• [PROMPT] Make an exact reproduction of all the data.

Referring expression pointing data:
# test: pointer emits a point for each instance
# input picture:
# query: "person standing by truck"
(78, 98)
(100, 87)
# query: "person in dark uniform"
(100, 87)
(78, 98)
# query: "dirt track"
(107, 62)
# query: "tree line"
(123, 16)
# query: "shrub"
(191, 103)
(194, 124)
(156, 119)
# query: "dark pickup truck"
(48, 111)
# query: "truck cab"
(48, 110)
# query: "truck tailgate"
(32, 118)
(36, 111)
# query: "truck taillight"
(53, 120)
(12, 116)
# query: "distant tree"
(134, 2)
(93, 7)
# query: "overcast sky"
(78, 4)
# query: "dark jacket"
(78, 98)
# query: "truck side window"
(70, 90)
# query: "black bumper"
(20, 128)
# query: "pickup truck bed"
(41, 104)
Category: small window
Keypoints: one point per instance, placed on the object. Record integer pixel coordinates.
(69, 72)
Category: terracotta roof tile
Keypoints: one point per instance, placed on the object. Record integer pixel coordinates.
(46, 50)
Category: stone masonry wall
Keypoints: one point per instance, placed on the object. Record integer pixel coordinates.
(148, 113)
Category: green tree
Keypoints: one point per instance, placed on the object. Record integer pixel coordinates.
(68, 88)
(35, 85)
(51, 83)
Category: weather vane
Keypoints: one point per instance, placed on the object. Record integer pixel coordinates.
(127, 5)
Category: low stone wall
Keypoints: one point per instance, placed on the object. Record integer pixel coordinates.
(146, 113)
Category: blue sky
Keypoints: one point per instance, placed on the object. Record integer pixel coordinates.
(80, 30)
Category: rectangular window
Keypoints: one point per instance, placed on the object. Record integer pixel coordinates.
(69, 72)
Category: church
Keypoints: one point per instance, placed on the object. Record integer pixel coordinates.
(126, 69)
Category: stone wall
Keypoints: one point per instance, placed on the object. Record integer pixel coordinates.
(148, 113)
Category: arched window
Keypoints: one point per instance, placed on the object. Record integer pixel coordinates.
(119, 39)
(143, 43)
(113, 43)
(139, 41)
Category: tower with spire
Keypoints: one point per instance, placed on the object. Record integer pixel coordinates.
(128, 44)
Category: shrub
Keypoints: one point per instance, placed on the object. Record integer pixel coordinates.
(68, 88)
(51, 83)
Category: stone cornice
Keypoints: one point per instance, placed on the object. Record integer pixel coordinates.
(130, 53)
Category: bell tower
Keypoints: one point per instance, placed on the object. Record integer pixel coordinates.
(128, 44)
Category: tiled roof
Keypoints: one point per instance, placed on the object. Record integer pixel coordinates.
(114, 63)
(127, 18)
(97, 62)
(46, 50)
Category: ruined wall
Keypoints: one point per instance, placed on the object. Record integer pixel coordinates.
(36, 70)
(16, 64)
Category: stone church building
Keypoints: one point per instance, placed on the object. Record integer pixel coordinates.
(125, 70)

• [SOLUTION BELOW]
# test: pointer emits a point for each instance
# input picture:
# query: "person standing by truck"
(78, 98)
(100, 87)
# query: "person in dark uniform"
(100, 87)
(78, 98)
# query: "dirt track"
(107, 62)
# query: "tree line"
(123, 16)
# query: "shrub"
(191, 103)
(194, 124)
(156, 119)
# query: "dark pickup truck"
(48, 111)
# query: "truck cab"
(48, 110)
# query: "truck tailgate"
(32, 118)
(36, 111)
# query: "truck taillight"
(53, 120)
(12, 116)
# query: "distant tree"
(134, 2)
(93, 7)
# query: "overcast sky"
(78, 4)
# query: "dark jacket"
(78, 98)
# query: "truck side window"
(70, 90)
# query: "black bumper"
(20, 128)
# query: "pickup truck bed"
(41, 104)
Category: small window
Keypoints: one point per instance, placed on the object. Record integer pixel coordinates.
(69, 72)
Category: terracotta roof tile
Keypoints: one point per instance, placed on the object. Record integer pixel coordinates.
(46, 50)
Category: stone masonry wall
Keypoints: one point per instance, placed on the object. Record integer pixel coordinates.
(148, 113)
Category: green tree
Keypoints: one point per instance, placed on the object. Record integer pixel coordinates.
(68, 88)
(35, 85)
(51, 83)
Category: weather vane
Keypoints: one point per instance, placed on the object. Record integer pixel coordinates.
(127, 5)
Category: low stone wall
Keypoints: one point per instance, placed on the object. Record integer pixel coordinates.
(146, 113)
Category: blue sky
Keypoints: one point per instance, placed on the object. Record integer pixel coordinates.
(80, 30)
Category: rectangular window
Keypoints: one point per instance, placed on the object. Record integer pixel coordinates.
(69, 72)
Category: church
Keypoints: one point per instance, placed on the object. Record integer pixel coordinates.
(126, 69)
Category: stone wall
Keypoints: one point per instance, placed on the object. Record integer pixel coordinates.
(148, 113)
Category: arched window
Keypoints: one point per instance, placed on the object. Record integer pixel coordinates.
(119, 39)
(143, 43)
(113, 43)
(139, 41)
Category: tower with spire
Keypoints: one point per instance, placed on the object. Record integer pixel coordinates.
(128, 44)
Category: shrub
Keypoints: one point per instance, placed on the object. Record integer pixel coordinates.
(68, 88)
(51, 83)
Category: stone cornice
Keypoints: one point per instance, placed on the object. Record integer pixel coordinates.
(130, 53)
Category: bell tower
Keypoints: one point per instance, placed on the object. Record integer pixel coordinates.
(128, 44)
Category: tiled roof
Keypoints: one point per instance, placed on the object. Record integer pixel coordinates.
(114, 63)
(127, 18)
(97, 62)
(46, 50)
Category: ruined wall
Keypoints: one point per instance, placed on the object. Record integer pixel coordinates.
(36, 70)
(16, 64)
Category: stone church building
Keypoints: one point per instance, placed on the object. Record integer pixel coordinates.
(125, 70)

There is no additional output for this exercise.